Aim of the exercise -
Rescale the items starting at the line that contains "spot the windshield." and ending at the last line of the items, writing out every line again, requests included. Multiply each point coordinate by 2.1 and round it to a whole number, with halves rounding up.

Dataset records -
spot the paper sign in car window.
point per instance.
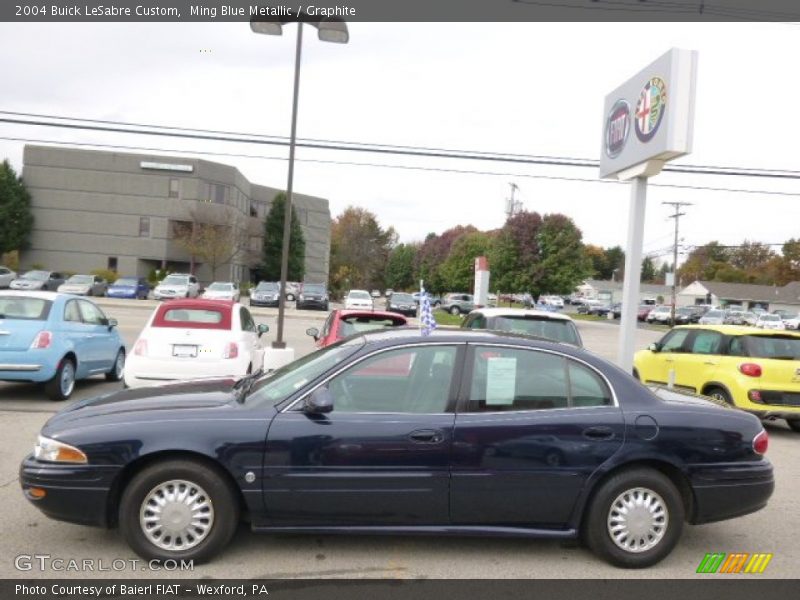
(501, 381)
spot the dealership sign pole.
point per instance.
(647, 121)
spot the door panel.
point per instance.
(534, 427)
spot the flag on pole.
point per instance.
(426, 321)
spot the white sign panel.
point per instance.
(651, 116)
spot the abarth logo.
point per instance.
(734, 563)
(650, 109)
(618, 125)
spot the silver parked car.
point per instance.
(38, 280)
(6, 277)
(84, 285)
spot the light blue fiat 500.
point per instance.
(57, 339)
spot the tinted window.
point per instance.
(409, 380)
(18, 307)
(92, 314)
(673, 341)
(706, 342)
(553, 329)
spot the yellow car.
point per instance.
(756, 370)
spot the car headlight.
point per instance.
(55, 451)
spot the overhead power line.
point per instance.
(396, 166)
(106, 126)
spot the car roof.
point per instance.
(520, 312)
(738, 330)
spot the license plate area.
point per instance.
(184, 351)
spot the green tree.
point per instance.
(563, 260)
(458, 269)
(400, 267)
(270, 268)
(16, 220)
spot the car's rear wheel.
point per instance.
(62, 384)
(178, 509)
(719, 393)
(118, 369)
(635, 519)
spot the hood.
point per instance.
(145, 404)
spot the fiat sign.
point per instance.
(657, 104)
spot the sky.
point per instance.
(525, 88)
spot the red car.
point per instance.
(341, 323)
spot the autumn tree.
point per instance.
(16, 220)
(270, 268)
(360, 250)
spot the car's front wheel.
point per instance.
(63, 382)
(635, 519)
(178, 509)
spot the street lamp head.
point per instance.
(332, 31)
(266, 27)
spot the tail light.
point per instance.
(42, 340)
(140, 349)
(761, 443)
(750, 369)
(231, 350)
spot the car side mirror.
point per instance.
(320, 401)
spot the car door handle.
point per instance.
(426, 436)
(598, 433)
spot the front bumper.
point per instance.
(73, 493)
(727, 491)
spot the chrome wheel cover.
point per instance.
(638, 520)
(176, 515)
(67, 380)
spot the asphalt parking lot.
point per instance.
(26, 532)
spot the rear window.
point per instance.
(193, 317)
(29, 309)
(552, 329)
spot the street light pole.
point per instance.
(287, 215)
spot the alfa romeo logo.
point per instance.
(650, 109)
(618, 125)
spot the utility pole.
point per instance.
(676, 215)
(513, 206)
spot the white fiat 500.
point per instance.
(195, 338)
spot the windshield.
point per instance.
(20, 307)
(81, 279)
(553, 329)
(282, 383)
(176, 280)
(36, 275)
(786, 347)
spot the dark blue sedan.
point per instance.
(460, 432)
(129, 287)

Complete output -
spot the windshield.
point per instance.
(42, 645)
(170, 586)
(1161, 691)
(592, 804)
(370, 588)
(76, 578)
(1651, 729)
spot the dark blue sedan.
point per instance.
(966, 907)
(271, 603)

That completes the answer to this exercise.